▶ [What this task involves]: Begin with the line that holds "on wall in the photo above.". Output it and all remaining lines of the material, verbatim, ending with the last.

------------------------------------------------

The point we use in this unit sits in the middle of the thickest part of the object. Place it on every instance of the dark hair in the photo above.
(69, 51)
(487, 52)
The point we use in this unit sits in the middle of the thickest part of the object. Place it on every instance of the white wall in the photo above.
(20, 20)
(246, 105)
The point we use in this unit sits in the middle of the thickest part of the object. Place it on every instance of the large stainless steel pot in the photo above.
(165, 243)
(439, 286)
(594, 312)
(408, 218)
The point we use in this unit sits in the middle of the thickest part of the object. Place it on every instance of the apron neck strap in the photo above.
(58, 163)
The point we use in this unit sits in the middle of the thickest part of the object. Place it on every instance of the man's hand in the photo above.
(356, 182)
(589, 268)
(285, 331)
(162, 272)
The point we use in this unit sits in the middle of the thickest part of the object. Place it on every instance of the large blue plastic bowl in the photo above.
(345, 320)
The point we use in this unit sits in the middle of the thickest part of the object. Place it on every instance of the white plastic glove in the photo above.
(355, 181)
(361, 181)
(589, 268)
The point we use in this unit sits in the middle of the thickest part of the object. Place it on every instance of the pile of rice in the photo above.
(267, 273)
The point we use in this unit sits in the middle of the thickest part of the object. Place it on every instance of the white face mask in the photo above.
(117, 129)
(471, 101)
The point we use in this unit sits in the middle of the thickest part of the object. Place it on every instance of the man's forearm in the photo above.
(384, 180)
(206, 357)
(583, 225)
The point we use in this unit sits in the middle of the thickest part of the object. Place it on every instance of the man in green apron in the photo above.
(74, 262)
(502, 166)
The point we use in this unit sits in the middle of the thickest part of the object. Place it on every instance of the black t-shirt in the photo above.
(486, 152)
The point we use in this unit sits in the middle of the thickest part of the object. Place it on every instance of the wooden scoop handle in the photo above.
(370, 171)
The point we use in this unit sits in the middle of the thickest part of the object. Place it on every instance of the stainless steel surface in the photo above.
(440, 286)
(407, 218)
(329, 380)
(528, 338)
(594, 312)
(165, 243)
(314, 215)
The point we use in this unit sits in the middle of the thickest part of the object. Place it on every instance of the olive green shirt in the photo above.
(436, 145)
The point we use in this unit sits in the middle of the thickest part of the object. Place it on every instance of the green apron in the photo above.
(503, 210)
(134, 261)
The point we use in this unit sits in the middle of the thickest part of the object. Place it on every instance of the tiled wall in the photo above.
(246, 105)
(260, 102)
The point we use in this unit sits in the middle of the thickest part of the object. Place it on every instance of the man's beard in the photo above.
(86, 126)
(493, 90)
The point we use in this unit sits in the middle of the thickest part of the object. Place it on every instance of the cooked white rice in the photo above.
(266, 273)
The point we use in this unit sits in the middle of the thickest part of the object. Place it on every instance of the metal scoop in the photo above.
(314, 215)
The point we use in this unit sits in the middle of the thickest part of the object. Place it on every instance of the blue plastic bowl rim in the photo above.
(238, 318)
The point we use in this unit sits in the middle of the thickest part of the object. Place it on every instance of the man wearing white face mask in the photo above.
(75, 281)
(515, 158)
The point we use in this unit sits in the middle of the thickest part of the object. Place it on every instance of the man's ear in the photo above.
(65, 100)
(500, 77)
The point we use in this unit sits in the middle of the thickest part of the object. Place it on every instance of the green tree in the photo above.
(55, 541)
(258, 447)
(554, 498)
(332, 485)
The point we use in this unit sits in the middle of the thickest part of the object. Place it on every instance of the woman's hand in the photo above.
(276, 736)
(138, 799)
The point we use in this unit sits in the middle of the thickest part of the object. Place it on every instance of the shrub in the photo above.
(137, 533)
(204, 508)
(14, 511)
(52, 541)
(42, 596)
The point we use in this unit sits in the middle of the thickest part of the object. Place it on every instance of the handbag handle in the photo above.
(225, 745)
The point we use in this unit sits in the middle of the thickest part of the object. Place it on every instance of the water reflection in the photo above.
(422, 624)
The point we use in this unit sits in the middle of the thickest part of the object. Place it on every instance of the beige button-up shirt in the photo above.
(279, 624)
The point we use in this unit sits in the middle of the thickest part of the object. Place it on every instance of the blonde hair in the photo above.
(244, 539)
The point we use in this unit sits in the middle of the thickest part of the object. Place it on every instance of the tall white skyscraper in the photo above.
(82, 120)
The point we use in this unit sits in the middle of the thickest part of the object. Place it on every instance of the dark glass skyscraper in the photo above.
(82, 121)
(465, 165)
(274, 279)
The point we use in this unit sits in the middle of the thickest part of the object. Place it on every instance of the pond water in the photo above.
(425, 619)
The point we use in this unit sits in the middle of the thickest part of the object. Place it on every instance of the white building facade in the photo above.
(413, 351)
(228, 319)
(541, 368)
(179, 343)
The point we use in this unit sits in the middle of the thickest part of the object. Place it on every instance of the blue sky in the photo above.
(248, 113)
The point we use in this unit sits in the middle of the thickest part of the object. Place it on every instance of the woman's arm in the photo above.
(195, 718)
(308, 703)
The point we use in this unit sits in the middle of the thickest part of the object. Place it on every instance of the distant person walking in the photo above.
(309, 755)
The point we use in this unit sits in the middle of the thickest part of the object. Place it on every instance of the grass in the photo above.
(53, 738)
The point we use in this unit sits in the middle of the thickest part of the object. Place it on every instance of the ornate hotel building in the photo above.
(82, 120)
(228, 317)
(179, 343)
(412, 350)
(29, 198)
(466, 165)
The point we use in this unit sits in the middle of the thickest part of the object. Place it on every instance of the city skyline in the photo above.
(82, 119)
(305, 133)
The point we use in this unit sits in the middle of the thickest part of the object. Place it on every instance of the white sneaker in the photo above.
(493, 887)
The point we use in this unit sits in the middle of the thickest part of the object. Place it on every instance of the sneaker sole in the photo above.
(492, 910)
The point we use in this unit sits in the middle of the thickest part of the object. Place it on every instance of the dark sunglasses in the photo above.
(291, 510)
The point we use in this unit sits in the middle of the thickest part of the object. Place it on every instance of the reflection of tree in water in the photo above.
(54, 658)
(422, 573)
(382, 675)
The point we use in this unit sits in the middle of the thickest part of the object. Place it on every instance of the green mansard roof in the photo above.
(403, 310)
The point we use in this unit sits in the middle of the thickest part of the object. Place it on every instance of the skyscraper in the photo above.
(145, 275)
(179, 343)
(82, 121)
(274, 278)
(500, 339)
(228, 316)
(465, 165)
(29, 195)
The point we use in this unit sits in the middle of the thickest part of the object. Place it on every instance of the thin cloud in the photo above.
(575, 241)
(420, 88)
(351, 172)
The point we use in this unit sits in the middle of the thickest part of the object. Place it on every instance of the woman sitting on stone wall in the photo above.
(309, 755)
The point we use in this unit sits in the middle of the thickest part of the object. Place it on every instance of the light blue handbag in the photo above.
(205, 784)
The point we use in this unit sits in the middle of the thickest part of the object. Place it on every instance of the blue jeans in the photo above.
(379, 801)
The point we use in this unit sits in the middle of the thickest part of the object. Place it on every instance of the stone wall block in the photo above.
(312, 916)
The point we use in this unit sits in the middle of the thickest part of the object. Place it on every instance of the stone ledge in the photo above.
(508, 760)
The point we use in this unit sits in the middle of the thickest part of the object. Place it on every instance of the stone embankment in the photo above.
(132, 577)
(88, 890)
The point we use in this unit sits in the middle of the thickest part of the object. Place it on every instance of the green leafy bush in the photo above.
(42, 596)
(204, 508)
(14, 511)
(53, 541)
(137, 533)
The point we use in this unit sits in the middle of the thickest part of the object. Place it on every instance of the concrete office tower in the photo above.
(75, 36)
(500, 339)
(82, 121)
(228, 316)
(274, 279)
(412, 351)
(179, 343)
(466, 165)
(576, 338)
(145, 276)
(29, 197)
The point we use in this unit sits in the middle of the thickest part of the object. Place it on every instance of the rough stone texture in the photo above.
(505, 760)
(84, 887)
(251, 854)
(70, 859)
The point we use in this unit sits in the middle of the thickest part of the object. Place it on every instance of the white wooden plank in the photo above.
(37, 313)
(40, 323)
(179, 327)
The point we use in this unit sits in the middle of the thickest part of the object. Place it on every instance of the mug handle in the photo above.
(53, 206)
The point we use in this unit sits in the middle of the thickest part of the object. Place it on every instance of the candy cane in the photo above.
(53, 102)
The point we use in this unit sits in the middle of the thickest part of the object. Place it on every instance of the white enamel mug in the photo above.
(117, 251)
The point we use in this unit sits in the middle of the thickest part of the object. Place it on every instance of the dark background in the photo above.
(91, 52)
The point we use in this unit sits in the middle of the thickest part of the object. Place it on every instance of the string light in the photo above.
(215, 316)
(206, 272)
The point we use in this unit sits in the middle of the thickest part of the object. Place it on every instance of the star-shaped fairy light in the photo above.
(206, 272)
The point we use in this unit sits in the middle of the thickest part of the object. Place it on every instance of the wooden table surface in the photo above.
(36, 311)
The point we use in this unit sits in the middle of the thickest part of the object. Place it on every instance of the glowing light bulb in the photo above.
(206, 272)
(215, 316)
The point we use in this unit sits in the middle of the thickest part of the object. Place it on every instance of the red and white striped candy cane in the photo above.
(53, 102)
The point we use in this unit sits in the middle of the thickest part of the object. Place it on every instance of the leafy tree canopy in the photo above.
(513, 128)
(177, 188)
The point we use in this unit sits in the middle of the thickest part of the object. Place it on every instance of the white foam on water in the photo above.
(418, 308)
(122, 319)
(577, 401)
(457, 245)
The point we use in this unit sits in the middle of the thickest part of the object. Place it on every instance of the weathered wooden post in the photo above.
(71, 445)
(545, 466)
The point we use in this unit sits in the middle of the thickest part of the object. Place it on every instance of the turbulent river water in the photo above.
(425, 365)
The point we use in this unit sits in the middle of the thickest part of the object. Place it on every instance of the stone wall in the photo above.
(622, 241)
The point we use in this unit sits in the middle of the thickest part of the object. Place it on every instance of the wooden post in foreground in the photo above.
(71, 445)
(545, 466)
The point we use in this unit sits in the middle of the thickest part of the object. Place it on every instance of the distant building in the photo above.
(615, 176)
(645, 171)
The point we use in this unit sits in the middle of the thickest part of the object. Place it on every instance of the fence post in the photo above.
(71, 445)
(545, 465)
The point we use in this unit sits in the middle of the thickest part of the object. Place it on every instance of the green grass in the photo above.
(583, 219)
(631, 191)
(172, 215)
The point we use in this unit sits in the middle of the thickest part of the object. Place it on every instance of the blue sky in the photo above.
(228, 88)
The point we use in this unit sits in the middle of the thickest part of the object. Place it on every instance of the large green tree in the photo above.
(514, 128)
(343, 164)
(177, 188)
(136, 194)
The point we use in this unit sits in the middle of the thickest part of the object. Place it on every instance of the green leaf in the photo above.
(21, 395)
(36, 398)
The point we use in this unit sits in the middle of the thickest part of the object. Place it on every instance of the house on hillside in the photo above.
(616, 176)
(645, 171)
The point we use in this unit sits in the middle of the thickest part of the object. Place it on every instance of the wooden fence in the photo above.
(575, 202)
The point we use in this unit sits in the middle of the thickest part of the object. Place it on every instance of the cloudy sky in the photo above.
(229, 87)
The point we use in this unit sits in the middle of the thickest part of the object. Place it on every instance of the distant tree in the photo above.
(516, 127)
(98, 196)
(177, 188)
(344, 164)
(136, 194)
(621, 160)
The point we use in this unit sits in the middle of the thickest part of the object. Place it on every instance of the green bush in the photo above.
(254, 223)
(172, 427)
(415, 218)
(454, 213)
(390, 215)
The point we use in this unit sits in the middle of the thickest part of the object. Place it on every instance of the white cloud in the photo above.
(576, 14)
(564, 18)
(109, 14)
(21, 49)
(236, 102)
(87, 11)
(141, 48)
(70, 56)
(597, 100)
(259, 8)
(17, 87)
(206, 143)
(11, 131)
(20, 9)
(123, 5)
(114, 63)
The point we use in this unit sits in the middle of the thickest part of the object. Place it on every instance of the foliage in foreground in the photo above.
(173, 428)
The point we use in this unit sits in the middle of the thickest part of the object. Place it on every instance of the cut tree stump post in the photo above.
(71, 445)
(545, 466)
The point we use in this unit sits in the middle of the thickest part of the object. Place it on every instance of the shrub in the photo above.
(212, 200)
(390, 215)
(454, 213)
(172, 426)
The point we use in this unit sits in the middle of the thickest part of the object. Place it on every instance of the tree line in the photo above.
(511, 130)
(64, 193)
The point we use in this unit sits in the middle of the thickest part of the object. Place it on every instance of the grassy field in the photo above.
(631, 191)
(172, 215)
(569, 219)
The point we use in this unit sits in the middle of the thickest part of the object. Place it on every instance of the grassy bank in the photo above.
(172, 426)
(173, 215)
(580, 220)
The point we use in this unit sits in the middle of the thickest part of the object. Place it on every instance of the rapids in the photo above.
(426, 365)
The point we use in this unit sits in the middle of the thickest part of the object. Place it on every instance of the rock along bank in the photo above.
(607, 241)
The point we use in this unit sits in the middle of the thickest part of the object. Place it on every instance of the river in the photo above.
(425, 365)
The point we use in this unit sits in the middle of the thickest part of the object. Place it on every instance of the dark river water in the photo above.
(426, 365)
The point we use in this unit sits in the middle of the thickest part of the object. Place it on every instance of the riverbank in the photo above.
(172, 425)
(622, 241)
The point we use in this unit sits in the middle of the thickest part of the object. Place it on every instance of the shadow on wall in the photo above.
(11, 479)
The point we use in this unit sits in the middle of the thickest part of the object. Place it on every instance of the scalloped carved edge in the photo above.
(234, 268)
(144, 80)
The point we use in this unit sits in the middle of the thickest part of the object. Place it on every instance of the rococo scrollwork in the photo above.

------------------------------------------------

▶ [Response to this task]:
The point we use in this unit sits in the middle of the thickest part of the object. Place it on every instance of the shadow on wall in the photo above.
(11, 479)
The point we use in this unit sits in the middle of the thickest part of the object. Place it on every instance of the scalloped carved edge in the photo above.
(234, 268)
(144, 80)
The point we use in this unit sits in the middle of the thickest part of the object. Place it on every instance of the rococo scrollwork in the photo above.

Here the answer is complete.